Я думаю, эту серию было бы правильнее назвать не "Театр военных действий", а "Предчувствие войны", по аналогии со знаменитой картиной Сальвадора Дали "Предчувствие гражданской войны". Эти костры, цвет, свет, сидящие уставшие люди, - все создавало общую напряженность. Было непонятно, чем все это кончится. И в то же время, работать было легко: люди спокойно реагировали на камеру.
- Теперь мы знаем, чем именно "все это кончилось". Как вы относитесь к происходящему на востоке Украины?
- Очень болезненно. Мне страшно, что Украина может потерять эти территории и этих людей. Пугает страшное давление, которое оказывается извне. Но больше всего пугает алогичность всех действий и невозможность понять, что происходит. Украина исторически - пересечение различных дорог. Здесь были и хазары, и половцы, и другие кочевники. Все это определяет большую открытость миру. Пожалуй, именно эта открытость является для меня, жителя Харькова, "украинскостью".
В культурологической системе ценностей, по моему ощущению, существует несколько основных моментов. Это Шевченко с его болью и тревогой за тяжелую долю, выпавшую народу, и Гоголь с "Мертвыми душами", это смыкающиеся в своей фантасмагоричности гоголевские "Вечера на хуторе близ Диканьки", Леся Украинка и фольклор, "Дивлюсь я на небо, та й думку гадаю..." (связано с моими сериями "Соляные Озера" и "Вчерашний Бутерброд"). Наконец, это "Каменяры" Ивана Франко, где речь идет о тяжелой трудовой жизни, о поте и крови. Тут могу упомянуть мои серии "Сумерки" и "Промзона". Наверное, все, что мной делается, можно назвать украинским. Хотя можно притянуть это и к совсем другим культурным традициям.

+ + + +

- _Задания_:
1. Сократите абзац текста интервью, начинающийся словами «Очень болезненно. Мне страшно», и оформите его в виде списка с сохранением главных фактов.
2. Напишите следующую часть текста интервью после его последнего абзаца.

+ + + +

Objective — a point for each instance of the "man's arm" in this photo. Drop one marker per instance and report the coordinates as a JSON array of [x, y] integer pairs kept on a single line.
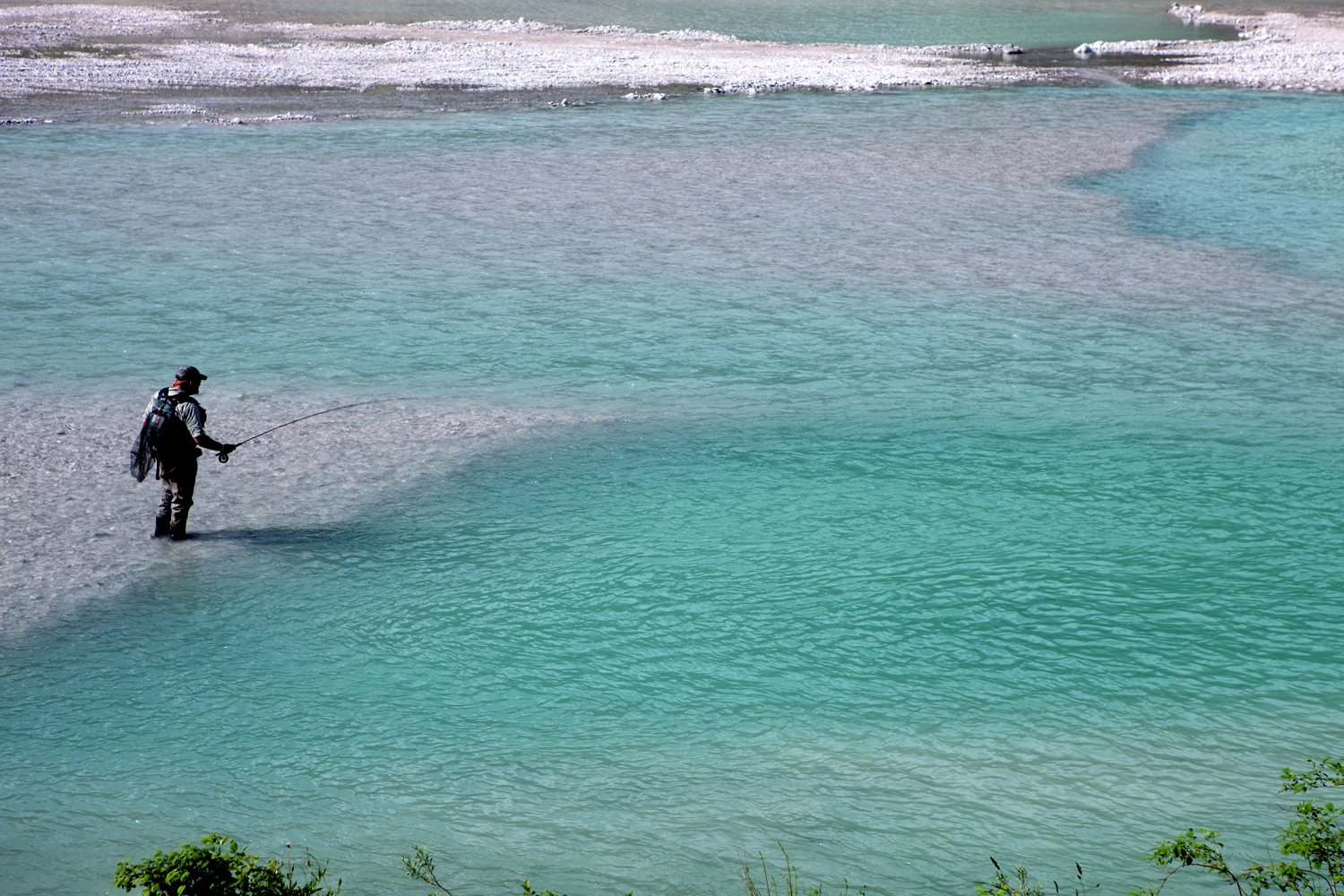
[[190, 416]]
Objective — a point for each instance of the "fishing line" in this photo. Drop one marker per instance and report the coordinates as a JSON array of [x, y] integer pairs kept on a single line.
[[223, 455]]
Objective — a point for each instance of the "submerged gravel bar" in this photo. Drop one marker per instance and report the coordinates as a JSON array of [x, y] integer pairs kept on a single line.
[[99, 48]]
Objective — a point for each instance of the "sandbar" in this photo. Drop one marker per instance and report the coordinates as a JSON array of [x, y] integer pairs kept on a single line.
[[107, 48]]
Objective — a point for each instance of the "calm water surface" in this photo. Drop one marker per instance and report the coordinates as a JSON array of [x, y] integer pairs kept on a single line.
[[954, 497]]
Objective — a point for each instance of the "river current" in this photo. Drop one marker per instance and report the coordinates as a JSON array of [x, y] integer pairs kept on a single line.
[[960, 478]]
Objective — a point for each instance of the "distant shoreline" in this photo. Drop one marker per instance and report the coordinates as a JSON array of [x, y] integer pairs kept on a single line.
[[109, 48]]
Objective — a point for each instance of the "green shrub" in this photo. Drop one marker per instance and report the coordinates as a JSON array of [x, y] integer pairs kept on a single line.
[[1312, 845], [218, 866]]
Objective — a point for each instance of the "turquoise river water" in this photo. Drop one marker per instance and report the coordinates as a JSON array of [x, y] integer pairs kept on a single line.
[[961, 484]]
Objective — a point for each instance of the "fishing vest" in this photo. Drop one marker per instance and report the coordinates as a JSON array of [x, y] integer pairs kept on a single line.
[[166, 435]]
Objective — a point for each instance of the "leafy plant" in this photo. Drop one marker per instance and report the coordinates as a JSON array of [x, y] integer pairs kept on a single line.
[[220, 866], [421, 866], [1312, 845], [1002, 885], [788, 885]]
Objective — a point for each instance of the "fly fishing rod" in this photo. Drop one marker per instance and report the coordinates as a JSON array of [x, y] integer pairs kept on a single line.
[[223, 455]]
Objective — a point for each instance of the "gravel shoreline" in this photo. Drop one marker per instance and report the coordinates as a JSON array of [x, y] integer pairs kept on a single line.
[[105, 48]]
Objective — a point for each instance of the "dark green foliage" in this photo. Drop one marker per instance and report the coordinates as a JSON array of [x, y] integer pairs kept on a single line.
[[788, 885], [218, 866], [421, 866], [1312, 845]]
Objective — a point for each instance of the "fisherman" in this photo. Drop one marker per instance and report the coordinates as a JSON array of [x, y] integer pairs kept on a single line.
[[175, 425]]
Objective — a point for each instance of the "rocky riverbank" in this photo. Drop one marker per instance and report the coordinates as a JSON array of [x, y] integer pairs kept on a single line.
[[102, 48]]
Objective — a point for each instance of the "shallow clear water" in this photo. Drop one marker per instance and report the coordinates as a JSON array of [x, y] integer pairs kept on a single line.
[[1055, 23], [954, 500]]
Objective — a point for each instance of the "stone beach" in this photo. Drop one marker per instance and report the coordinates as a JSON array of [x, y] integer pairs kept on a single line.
[[101, 48]]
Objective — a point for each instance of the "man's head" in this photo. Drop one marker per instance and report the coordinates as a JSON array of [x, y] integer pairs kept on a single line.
[[188, 379]]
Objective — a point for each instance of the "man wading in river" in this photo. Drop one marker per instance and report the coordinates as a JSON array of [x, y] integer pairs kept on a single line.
[[174, 426]]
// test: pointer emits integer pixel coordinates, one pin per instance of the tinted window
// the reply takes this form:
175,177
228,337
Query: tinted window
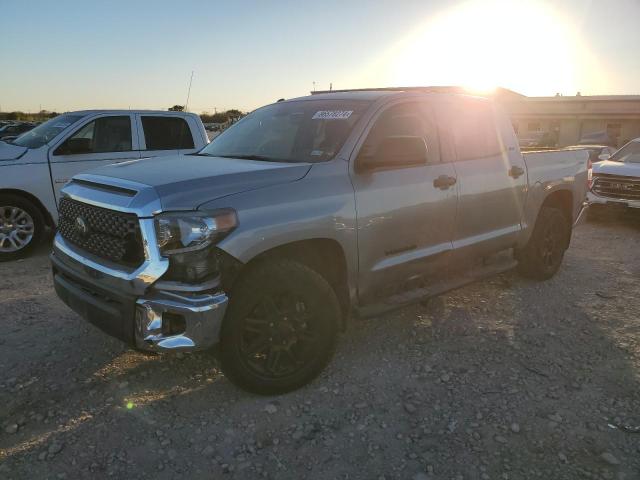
398,121
475,130
107,134
166,133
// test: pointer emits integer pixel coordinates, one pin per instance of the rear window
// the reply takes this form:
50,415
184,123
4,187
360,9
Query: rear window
166,133
474,130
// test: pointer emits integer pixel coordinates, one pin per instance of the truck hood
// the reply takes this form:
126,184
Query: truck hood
617,168
10,152
184,182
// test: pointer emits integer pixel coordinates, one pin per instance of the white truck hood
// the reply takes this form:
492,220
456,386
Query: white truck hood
617,168
10,152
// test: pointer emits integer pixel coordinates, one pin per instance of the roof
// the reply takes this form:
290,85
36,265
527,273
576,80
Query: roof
584,98
107,110
372,94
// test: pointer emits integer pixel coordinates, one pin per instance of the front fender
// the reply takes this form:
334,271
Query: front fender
319,206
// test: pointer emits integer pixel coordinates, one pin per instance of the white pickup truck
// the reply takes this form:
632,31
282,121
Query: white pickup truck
616,180
36,165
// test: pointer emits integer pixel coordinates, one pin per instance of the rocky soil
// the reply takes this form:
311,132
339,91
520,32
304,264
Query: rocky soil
502,379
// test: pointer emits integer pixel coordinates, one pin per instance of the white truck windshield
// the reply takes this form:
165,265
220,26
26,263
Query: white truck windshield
46,132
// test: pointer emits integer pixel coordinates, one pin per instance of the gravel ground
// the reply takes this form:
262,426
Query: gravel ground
502,379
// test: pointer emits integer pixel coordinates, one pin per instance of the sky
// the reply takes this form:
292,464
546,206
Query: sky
68,55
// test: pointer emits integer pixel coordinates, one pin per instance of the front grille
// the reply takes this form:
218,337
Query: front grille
108,234
616,186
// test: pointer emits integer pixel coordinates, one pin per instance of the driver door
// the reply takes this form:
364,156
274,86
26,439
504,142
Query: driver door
100,141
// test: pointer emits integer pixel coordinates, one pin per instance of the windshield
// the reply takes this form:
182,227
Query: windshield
630,153
302,131
46,132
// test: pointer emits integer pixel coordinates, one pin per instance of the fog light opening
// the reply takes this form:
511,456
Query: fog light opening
173,324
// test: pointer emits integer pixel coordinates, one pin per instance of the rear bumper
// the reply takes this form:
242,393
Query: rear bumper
157,321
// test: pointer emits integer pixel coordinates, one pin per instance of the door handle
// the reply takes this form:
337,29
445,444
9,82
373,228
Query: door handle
443,182
515,171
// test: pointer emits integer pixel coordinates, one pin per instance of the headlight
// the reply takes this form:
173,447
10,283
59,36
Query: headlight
189,232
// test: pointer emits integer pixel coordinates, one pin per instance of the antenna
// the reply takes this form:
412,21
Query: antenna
188,92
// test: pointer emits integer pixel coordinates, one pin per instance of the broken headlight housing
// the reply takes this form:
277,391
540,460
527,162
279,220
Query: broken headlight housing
189,232
186,238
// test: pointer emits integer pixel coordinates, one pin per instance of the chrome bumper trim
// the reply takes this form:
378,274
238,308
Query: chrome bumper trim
202,314
594,199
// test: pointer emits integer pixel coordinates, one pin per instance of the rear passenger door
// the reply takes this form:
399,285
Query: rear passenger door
492,179
164,135
103,140
406,213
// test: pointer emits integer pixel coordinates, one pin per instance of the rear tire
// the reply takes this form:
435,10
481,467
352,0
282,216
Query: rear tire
22,227
543,255
280,329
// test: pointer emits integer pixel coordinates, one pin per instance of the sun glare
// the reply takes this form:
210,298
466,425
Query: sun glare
526,46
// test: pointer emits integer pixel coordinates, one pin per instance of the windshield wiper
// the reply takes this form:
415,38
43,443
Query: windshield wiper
262,158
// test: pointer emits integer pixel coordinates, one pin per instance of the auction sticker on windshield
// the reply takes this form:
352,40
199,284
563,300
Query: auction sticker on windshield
332,115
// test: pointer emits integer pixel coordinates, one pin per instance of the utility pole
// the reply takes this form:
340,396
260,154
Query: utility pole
188,92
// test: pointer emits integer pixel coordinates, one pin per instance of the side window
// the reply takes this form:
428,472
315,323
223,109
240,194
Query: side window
402,120
166,133
475,131
107,134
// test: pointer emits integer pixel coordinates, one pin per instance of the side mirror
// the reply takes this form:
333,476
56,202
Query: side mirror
74,146
395,151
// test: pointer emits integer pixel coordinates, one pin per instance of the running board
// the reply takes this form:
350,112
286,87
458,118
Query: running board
399,300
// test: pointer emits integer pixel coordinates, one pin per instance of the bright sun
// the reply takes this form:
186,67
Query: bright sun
522,45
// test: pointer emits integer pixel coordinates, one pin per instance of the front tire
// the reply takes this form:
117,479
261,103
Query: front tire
281,328
543,255
21,227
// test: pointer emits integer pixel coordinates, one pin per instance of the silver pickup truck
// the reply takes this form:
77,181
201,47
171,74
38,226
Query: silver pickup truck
305,212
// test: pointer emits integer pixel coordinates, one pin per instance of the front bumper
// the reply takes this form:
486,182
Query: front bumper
154,320
594,199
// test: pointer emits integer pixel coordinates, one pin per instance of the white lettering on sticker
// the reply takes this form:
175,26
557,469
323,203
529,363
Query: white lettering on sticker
332,115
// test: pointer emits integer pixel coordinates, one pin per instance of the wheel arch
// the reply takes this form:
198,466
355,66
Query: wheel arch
48,218
323,255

+ + + +

- _Ответы по пунктам_:
1.
- Происходящее на востоке Украины говорящий воспринимает очень болезненно.
- Ему страшно, что Украина может потерять эти территории и этих людей.
- Его пугает сильное давление извне, а больше всего алогичность действий и невозможность понять, что происходит.
- Исторически Украина — пересечение разных дорог: здесь бывали хазары, половцы и другие кочевники.
- Отсюда большая открытость миру, и именно её он, житель Харькова, считает «украинскостью».

2.
- Почему вы вообще согласились участвовать в "Манифесте"?
- Наверное, потому что это давало повод поехать в Питер и сделать новую работу. И, конечно, из-за Каспера Кенига. Он сделал мою одну из первых выставок в Германии, во Франкфурте, в 1995 году. Я его уважаю и доверяю ему. Он раскрепостил меня с самого начала, сказав, что если новая работа не получится, то на "Манифесте" покажем "Историю болезни", которая никогда еще не показывалась на постсоветском пространстве.
- Вы, наряду с Алевтиной Кахидзе, - один из двух украинских художников, которые согласились участвовать в петербургской "Манифесте". В Киеве многие считают этот шаг чуть ли не предательством. Как вы относитесь к призывам бойкотировать выставку в России?
- Мне известен только один случай отказа: группа "Что делать?" была приглашена, дала согласие, а затем публично заявила об отказе участвовать в "Манифесте". Других случаев я не знаю.
"Манифеста"- это обмен идеями, а не пулями. Это не только "о чем", но и "как". Такие проекты делаются для того, чтобы структурировать мышление, расширить визуальные горизонты. А не для удовольствия чиновников. Мне кажется, бойкот более выгоден администрации и чиновникам. Если есть что сказать - надо сказать. Другое дело, если не дают: тогда надо искать другие пути, чтобы тебя услышали. Но если можешь сказать - скажи!
- А ваш питерский проект - он откладывается или отменяется? Хотите ли вы когда-нибудь поработать в Петербурге?
- Спасибо за этот вопрос. Мне было бы интересно снимать в Питере, очень хочется "вытащить" что-нибудь важное. Я не могу пока сказать, что я этот город "победил". Я снимаю-снимаю, и только иногда появляется ощущение, то что-то нащупываешь. Я нашел здесь некоторые места, которые уже отрабатывал, правда, немного в другом варианте. Здесь пока интересно снимать. И легко: если сравнивать с Германией, люди более открытые. Я очень надеюсь еще поработать здесь.